[Exercices à réaliser]
1. D'après le texte sur les grizzlis de Yellowstone, en quelle année la protection de ces ours a-t-elle été décidée ?
2. Reproduisez à l'identique le passage du texte sur les grizzlis de Yellowstone qui commence par les mots « La fin de la » et s'achève sur « à la chasse. ».

[Texte fourni]
● ● ● ● ● ● ●

La fin de la protection des grizzlis de Yellowstone suscite la controverse
Si certains défenseurs de l'environnement se réjouissent du retour des ours, d'autres craignent que l'espèce ne puisse pas être gérée par des États favorables à la chasse.
Le chemin parcouru pour réintroduire les grizzlis dans et aux alentours du parc national de Yellowstone est considérable : les grizzlis sont cinq fois plus nombreux qu'ils ne l'étaient en 1975, quand leur protection a été décidée en vertu de la loi sur les espèces en voie de disparition. La zone fréquentée par les ours a augmenté de moitié et les conflits liés à l'attirance des ours pour les poulaillers des propriétaires terriens constituent désormais une plus grande menace que la chasse.

● ● ● ● ● ● ●

[Liste des entrées]
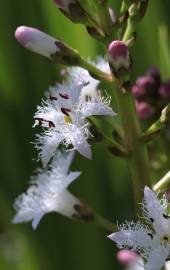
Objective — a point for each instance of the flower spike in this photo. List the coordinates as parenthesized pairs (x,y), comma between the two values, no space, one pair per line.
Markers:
(152,242)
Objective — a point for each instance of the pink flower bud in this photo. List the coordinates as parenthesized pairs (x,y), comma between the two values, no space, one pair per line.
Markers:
(144,110)
(36,41)
(126,257)
(119,58)
(164,90)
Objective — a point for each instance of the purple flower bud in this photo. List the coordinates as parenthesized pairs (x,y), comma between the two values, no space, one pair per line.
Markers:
(126,257)
(146,82)
(154,72)
(138,92)
(59,3)
(119,58)
(164,90)
(36,41)
(144,110)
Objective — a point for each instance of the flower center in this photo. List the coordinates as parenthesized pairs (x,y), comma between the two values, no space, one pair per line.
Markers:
(165,239)
(67,119)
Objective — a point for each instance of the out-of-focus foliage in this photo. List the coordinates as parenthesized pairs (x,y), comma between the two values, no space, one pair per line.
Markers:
(58,242)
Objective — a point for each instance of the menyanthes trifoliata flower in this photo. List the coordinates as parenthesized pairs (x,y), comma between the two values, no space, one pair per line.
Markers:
(64,117)
(90,90)
(48,193)
(46,45)
(151,241)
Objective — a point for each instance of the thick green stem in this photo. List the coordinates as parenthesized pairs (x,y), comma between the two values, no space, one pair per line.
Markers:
(137,157)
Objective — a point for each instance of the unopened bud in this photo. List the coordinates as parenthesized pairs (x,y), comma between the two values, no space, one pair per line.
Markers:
(154,72)
(36,40)
(119,59)
(144,110)
(45,45)
(164,90)
(145,87)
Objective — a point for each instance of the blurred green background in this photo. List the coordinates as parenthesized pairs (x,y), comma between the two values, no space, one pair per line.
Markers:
(59,243)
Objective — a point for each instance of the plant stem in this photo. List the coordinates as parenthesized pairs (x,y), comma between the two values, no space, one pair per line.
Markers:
(130,30)
(162,183)
(137,157)
(104,223)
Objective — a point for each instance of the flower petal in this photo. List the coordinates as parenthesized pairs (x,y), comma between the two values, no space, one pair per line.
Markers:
(47,143)
(157,258)
(98,106)
(77,136)
(154,211)
(135,237)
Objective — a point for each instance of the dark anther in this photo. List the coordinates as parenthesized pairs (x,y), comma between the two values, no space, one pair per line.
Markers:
(65,96)
(51,124)
(165,238)
(52,98)
(40,120)
(65,111)
(166,216)
(151,236)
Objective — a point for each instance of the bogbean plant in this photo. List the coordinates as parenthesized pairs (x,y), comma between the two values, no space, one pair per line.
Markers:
(71,117)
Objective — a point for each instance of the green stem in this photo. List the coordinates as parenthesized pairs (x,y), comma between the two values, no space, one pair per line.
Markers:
(163,183)
(104,223)
(95,72)
(130,30)
(137,158)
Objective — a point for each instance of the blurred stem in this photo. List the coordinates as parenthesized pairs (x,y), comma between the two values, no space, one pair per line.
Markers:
(162,183)
(137,152)
(104,223)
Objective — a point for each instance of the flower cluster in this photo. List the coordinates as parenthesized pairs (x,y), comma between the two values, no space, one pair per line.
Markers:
(151,94)
(151,241)
(48,192)
(64,117)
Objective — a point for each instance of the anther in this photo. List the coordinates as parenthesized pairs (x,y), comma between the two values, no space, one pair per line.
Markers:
(51,124)
(65,111)
(52,98)
(65,96)
(166,216)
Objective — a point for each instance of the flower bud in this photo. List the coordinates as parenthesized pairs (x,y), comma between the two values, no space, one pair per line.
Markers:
(144,110)
(45,45)
(164,90)
(126,257)
(154,72)
(145,87)
(119,59)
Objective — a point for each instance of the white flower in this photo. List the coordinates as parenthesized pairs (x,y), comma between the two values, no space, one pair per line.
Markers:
(36,41)
(81,74)
(48,193)
(65,117)
(152,241)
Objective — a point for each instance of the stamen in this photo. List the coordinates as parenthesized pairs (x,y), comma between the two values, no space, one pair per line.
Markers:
(41,120)
(166,216)
(51,124)
(65,111)
(151,236)
(52,98)
(65,96)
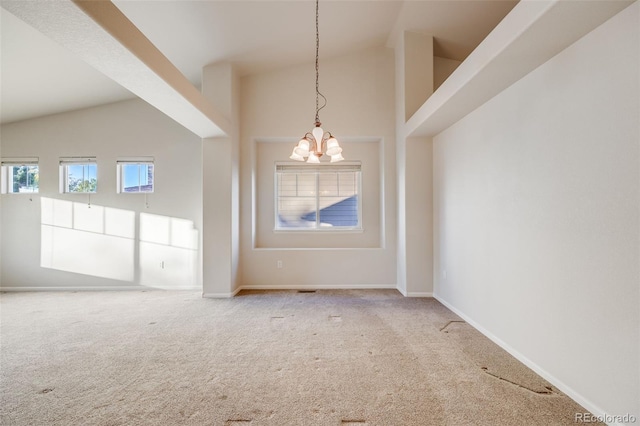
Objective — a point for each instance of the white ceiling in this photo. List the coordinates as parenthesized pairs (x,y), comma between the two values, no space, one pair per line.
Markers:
(40,77)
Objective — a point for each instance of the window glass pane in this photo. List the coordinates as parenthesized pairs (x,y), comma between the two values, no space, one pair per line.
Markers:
(82,177)
(23,178)
(136,177)
(317,200)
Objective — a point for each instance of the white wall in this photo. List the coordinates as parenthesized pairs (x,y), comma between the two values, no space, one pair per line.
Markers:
(536,217)
(277,109)
(53,240)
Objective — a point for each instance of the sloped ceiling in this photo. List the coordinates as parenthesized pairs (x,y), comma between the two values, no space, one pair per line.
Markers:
(41,77)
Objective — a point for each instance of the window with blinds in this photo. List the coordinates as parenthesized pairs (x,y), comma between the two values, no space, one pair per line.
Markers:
(318,197)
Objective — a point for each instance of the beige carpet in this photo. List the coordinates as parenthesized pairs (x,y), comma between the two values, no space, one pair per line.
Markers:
(262,358)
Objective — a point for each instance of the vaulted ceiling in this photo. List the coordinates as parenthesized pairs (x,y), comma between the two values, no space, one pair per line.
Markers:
(41,75)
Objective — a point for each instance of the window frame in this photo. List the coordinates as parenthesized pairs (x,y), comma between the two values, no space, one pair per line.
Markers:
(6,178)
(64,172)
(342,167)
(120,172)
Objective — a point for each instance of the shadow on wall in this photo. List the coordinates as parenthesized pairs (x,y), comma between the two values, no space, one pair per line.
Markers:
(101,241)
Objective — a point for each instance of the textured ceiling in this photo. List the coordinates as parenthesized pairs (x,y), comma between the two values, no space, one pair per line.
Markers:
(40,77)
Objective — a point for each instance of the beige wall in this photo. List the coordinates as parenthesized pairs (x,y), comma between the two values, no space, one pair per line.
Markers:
(53,240)
(278,108)
(536,197)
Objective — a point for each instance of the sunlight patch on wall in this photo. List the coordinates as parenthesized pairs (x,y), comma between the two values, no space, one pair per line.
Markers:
(168,252)
(91,240)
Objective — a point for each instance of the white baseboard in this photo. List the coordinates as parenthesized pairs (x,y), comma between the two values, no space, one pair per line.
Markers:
(98,288)
(564,388)
(221,295)
(318,287)
(419,294)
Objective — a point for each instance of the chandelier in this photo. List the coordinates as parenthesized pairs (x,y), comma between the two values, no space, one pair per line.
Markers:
(317,142)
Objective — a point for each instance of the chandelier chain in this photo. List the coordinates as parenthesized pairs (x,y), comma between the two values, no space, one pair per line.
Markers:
(318,94)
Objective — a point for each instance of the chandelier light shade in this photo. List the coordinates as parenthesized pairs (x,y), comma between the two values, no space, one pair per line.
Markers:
(317,143)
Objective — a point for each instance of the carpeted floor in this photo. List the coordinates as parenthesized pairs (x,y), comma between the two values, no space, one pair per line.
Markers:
(355,358)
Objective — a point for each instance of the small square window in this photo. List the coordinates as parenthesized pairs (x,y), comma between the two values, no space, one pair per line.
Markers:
(79,176)
(19,177)
(135,176)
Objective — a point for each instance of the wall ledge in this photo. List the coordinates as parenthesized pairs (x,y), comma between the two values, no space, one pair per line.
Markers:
(531,34)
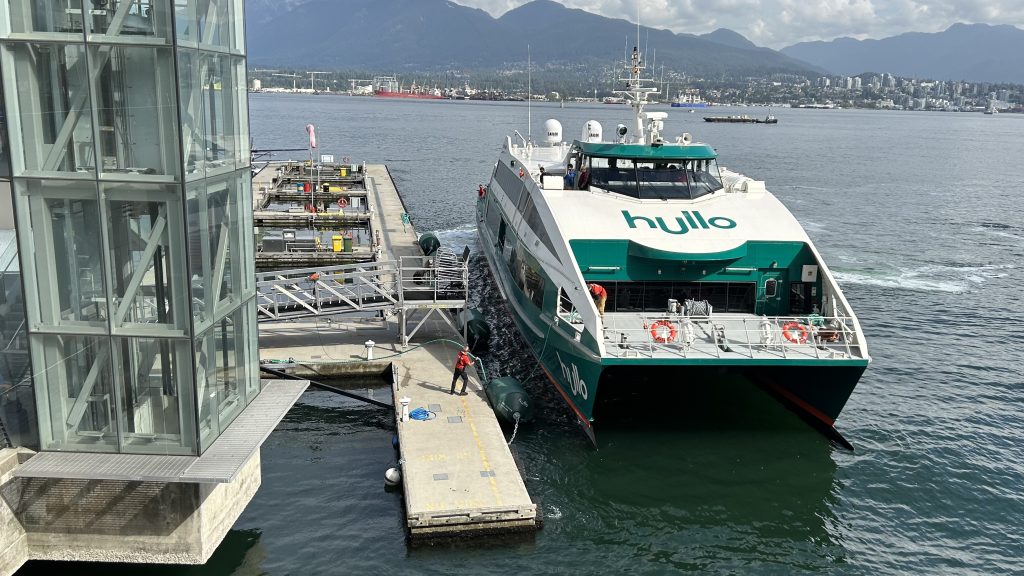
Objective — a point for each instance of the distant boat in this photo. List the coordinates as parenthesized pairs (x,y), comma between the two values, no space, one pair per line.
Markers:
(388,87)
(744,119)
(689,98)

● ● ● ● ● ● ●

[Corrigé des exercices]
1. En 1975.

2.
La fin de la protection des grizzlis de Yellowstone suscite la controverse
Si certains défenseurs de l'environnement se réjouissent du retour des ours, d'autres craignent que l'espèce ne puisse pas être gérée par des États favorables à la chasse.